Camping on the beach can be an amazing experience, especially if the weather is good, the bugs are at bay, and you’ve taken the time to properly plan your trip.
However, if you don’t plan properly, it could be a camping trip that you would love to forget.
In this article, we’ve listed 17 awesome tips for camping on the beach that if used, will almost guarantee you the camping trip of a lifetime! We’ve included everything from how to plan for the weather and knowing the tides, to choosing the right tent and how to protect yourself from pesky bugs and critters.
By the way, as an Amazon Associate, I earn when buying qualified products through links on my site.
23 Useful Hacks and Tips for Camping on The Beach
Camping can be a great way to spend time outdoors and enjoy all that nature has to offer and beach camping is no exception! However, if you’ve never done this type of camping, there are some things that you need to know that will help make for a better camping experience.
So, whether you are planning a camping trip on the beaches of the Outer Banks in North Carolina, or the white sand beaches of in Florida, or perhaps the beaches on the Gulf of Mexico, these tips will help you in your planning process.
1. Plan on The Weather
This may seem like a trivial tip that every camper should know, but you would be surprised at how many people do not properly plan when it comes to the weather, especially when camping on the beach.
If you live in Florida, then you know that in the summer, we have afternoon thunderstorms almost every afternoon around the same time. However, if you’ve never lived in Florida, you may not have a clue about this phenomenon if you didn’t do the proper research. I can tell you from experience that you do not want to get caught in one of these storms, especially while tent camping on the beach.
If you get caught in a thunderstorm, and you don’t have shelter, there are a few things you can do–make sure and read our article about it, here.
The other thing that can really wreak havoc on your trip is windy conditions! This is sort of a catch 22. While the wind can throw your tent around and whip up the beach sand so that it gets in every nook and canny, it also keeps the no-see-ums and the mosquitoes at bay.
My tip for camping on the beach in windy conditions is Not To, especially if the wind is blowing consistently at over 15 mph or so.
2. Get Familiar With The Rules (Can You Even Camp There?)
Contrary to popular belief, you can’t just pitch your tent on any beach of your choosing. In fact, most beaches are closed to beach camping. I highly recommend that you check with the Parks and Recreation Dept for the county/city that you plan on camping in. Also, while some places might allow you to camp on the beach, they will not allow you to build a campfire, while others allow campfires.

▶ **Source material**:
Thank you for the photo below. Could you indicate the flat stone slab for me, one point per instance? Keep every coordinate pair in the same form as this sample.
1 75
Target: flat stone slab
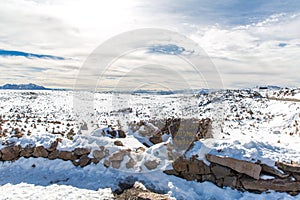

▶ **Problem description**: From the beach camping article, reproduce the passage that begins with the words "The other thing" and ends after the words "others allow campfires.".

▶ **Written answer**:
The other thing that can really wreak havoc on your trip is windy conditions! This is sort of a catch 22. While the wind can throw your tent around and whip up the beach sand so that it gets in every nook and canny, it also keeps the no-see-ums and the mosquitoes at bay.
My tip for camping on the beach in windy conditions is Not To, especially if the wind is blowing consistently at over 15 mph or so.
2. Get Familiar With The Rules (Can You Even Camp There?)
Contrary to popular belief, you can’t just pitch your tent on any beach of your choosing. In fact, most beaches are closed to beach camping. I highly recommend that you check with the Parks and Recreation Dept for the county/city that you plan on camping in. Also, while some places might allow you to camp on the beach, they will not allow you to build a campfire, while others allow campfires.